» **GIVEN TEXT**:
====

Advocacy & Education:

Northumberland County recognizes that farming involves specialized skills not just a dedicated land base.    We must provide support for new and existing farmers in skills development, mentoring and succession in order to maintain the existing local food base.

Moreover, in order to have optimal community health, Northumberland County recognizes the need to have a vast array of health promotion strategies relating to food including nutrition education, safe food handling, food security programs, universal student nutrition programs, and food skill building workshops. We also recognize that it is essential to achieve income security for all residents in order to ensure access to adequate and healthy food.

  • The average age of farmers is increasing. Northumberland County must support young and new farmers through education, economic development and environmental and land use policies.
  • Children require adequate nutrition to optimize learning. Policies and programs must exist to ensure our children develop properly, for example: the many student nutrition programs supported by Northumberland Food For Thought.
  • A variety of nutrition education and health promotion programs are available throughout Northumberland County. Awareness of and access to these programs is essential to community health. Sharing between these programs can help improve their effectiveness.

Local Economic Development:

Northumberland County has a multi-faceted agricultural economic development strategy. Diversification of income and new forms of income, augment traditionally derived farm sales.

  • The Food and Agriculture Organization of the United Nations concluded that spiraling food costs and interruptions in food supplies are potential and potent risks (2004 FAO report).
  • Investing in ways to meet more of an individual’s basic food needs from sources close to home builds a more sustainable and secure food system and strengthens overall economic diversity.

====

» **STORED DATA**:

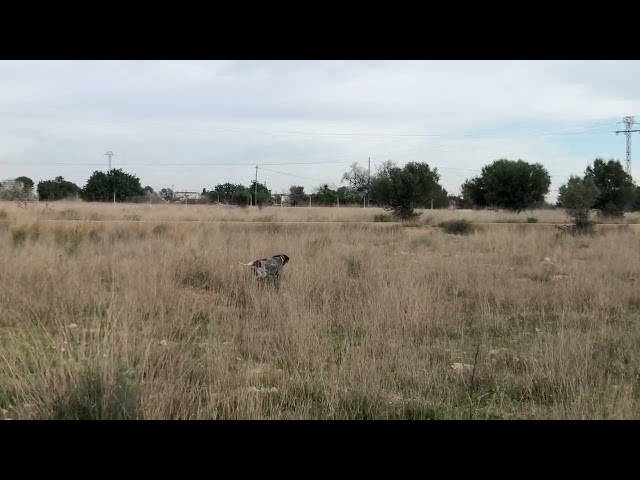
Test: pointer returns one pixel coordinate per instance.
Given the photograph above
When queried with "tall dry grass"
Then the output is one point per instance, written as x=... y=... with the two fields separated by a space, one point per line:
x=159 y=321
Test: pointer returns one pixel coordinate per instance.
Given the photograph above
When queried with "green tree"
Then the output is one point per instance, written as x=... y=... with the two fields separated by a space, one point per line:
x=578 y=196
x=615 y=185
x=12 y=189
x=263 y=197
x=358 y=181
x=325 y=196
x=224 y=192
x=241 y=197
x=27 y=185
x=297 y=195
x=101 y=187
x=401 y=190
x=510 y=184
x=57 y=189
x=166 y=193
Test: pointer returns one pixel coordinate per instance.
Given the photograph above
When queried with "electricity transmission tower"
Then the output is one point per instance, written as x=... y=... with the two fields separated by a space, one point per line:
x=628 y=122
x=110 y=154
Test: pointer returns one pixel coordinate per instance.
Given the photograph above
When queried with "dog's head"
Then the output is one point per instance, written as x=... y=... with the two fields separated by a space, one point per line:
x=283 y=258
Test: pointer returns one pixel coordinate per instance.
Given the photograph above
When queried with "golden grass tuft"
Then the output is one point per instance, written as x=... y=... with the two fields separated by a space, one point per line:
x=153 y=319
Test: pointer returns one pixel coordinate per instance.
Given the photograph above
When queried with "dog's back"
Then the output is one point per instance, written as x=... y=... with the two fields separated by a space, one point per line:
x=268 y=267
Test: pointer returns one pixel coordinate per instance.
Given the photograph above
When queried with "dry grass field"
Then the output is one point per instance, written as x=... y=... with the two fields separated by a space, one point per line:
x=147 y=318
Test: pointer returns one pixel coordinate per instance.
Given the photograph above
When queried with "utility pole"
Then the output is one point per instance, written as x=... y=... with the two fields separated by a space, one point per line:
x=110 y=154
x=369 y=182
x=255 y=200
x=628 y=122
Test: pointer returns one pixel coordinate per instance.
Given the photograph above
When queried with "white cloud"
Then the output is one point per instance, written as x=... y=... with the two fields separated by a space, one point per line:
x=72 y=112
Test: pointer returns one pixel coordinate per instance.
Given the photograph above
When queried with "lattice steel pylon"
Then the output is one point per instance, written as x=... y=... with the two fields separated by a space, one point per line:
x=628 y=122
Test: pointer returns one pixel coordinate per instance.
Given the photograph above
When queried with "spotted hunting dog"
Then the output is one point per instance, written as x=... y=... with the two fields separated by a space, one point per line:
x=268 y=267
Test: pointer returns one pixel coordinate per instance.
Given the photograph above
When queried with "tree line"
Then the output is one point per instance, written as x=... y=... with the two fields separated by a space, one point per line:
x=514 y=185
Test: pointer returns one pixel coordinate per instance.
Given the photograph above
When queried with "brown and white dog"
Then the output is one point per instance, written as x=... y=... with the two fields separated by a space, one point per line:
x=268 y=267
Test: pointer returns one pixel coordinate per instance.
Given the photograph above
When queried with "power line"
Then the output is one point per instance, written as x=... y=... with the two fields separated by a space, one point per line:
x=289 y=174
x=629 y=122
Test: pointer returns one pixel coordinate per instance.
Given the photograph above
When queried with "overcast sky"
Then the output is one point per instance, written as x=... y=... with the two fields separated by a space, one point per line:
x=158 y=117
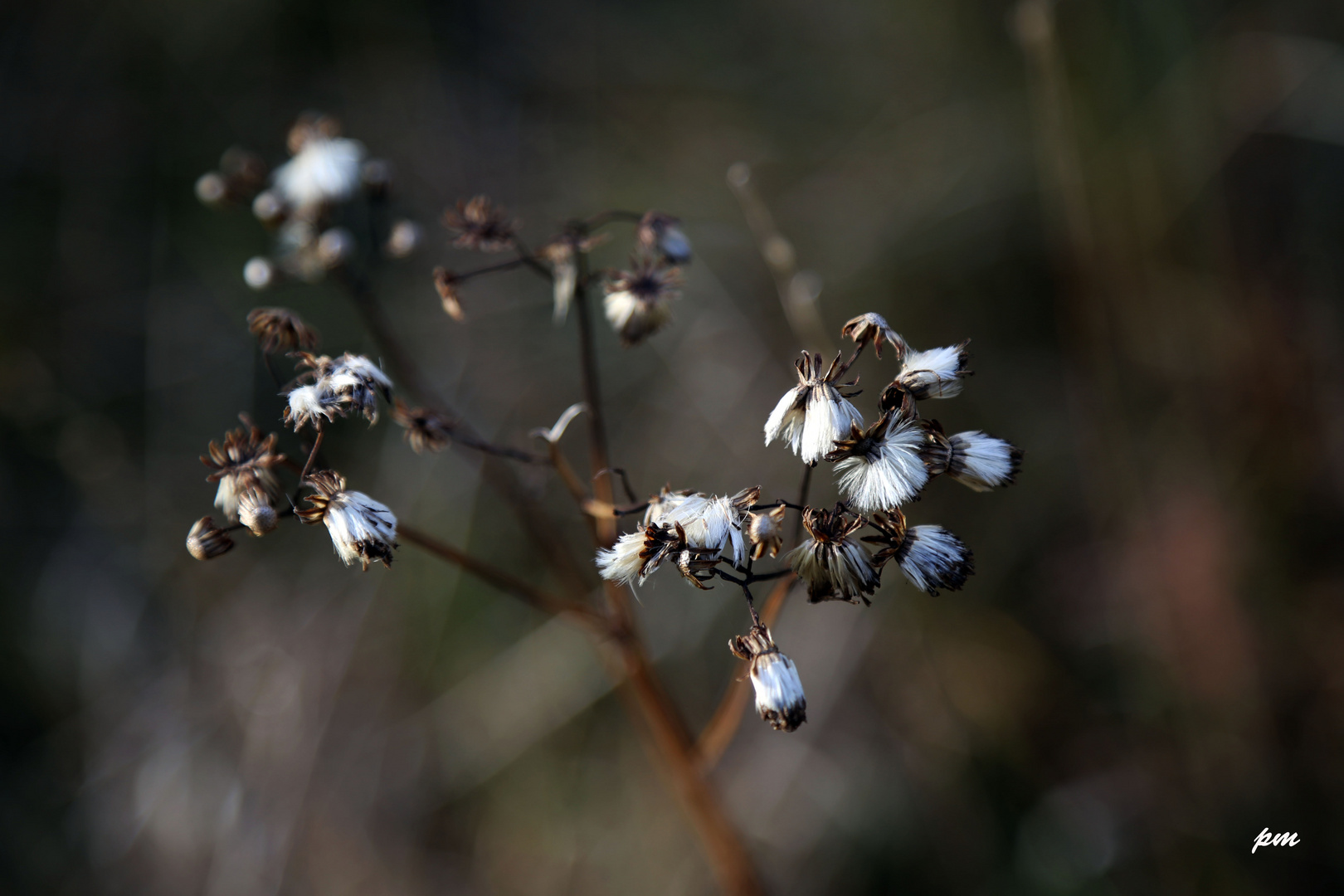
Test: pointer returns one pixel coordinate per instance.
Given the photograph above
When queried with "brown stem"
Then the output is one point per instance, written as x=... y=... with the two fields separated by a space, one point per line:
x=503 y=581
x=494 y=472
x=722 y=844
x=723 y=724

====

» **TASK TO CARRY OUT**: Pick up the text on Northumberland County's food and farming policy after its last sentence and continue it.

» **EXPECTED ANSWER**:
  • The local Business Retention and Expansion program identified food processing, collection and distribution infrastructure as a significant need for a sustainable local food system.

The Celebration of Culture and Community

We celebrate Northumberland for its proud agricultural history and boundless potential. In addition, fair global trading policies for products we cannot produce help ensure the sustainability of foreign cultures and communities.

Through collaboration, coordination and promotion of community gardening initiatives, access to local food has improved for the most vulnerable populations living in Northumberland County.

  • Food is perhaps the most significant expression of cultural distinctiveness and the most frequent way that different communities enjoy one another’s cultures.
  • Strengthening the interdependent bond between rural and urban people in Northumberland will help to ensure the sustainability of the local community.
  • Northumberland County provides and/or supports a wide range of food-related programs and services including the development of farmers markets, community gardens, nutrition education and food skills training, exciting festivals, and the promotion of composting.